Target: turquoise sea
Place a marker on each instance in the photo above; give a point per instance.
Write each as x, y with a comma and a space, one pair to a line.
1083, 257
---
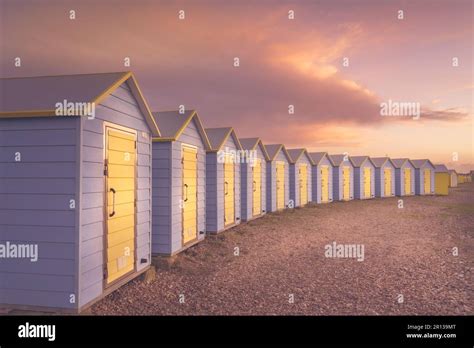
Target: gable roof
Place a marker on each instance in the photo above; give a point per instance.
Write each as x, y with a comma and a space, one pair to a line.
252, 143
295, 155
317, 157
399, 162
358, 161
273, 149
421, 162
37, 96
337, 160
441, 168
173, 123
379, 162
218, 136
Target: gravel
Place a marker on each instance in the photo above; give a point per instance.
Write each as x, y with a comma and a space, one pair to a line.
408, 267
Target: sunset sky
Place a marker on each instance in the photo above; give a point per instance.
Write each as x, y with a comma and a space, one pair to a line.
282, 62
--
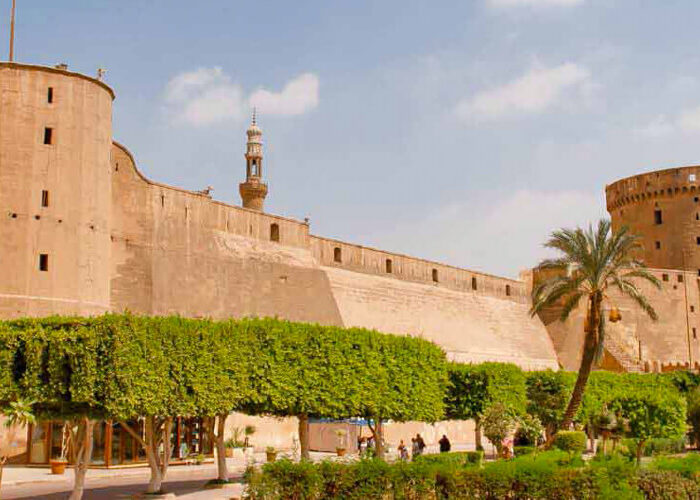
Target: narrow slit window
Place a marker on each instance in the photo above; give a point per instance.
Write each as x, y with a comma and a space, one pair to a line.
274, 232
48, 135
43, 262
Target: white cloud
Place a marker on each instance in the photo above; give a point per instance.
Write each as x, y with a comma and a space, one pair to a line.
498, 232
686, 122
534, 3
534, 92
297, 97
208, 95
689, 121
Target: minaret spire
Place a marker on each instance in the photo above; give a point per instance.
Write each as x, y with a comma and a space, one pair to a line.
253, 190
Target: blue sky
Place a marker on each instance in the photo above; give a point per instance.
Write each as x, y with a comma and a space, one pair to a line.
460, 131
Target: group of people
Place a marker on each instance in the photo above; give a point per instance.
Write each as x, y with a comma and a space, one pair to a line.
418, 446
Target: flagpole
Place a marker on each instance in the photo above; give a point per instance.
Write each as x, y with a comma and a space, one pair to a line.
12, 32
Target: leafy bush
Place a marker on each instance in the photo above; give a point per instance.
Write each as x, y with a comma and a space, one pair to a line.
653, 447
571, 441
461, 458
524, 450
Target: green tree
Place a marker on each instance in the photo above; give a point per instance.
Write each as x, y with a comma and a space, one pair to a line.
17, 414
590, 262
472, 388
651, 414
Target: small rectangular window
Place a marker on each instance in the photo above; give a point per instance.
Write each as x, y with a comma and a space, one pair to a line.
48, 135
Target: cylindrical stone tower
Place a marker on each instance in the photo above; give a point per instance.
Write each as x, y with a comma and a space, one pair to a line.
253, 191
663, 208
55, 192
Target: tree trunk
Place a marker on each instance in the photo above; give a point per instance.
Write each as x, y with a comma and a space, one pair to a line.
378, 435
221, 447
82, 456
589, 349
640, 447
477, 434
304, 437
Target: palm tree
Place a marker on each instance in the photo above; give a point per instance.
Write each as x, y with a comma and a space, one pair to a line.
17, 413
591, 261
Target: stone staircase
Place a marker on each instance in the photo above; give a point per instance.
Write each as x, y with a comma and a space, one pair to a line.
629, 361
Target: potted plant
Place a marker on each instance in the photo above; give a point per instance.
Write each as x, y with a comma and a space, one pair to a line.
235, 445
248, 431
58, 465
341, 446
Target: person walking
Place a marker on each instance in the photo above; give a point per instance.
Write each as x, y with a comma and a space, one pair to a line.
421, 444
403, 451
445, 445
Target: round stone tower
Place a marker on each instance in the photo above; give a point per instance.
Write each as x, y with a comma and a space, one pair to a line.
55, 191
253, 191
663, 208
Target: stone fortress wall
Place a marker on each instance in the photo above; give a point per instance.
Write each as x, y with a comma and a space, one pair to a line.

**What you are asked to do:** Within the listing above, find every line containing the string "stone" and return it.

**Result of the task:**
Target: cylindrical stone tower
Target: stone staircase
Target: round stone tower
Target: stone fortress wall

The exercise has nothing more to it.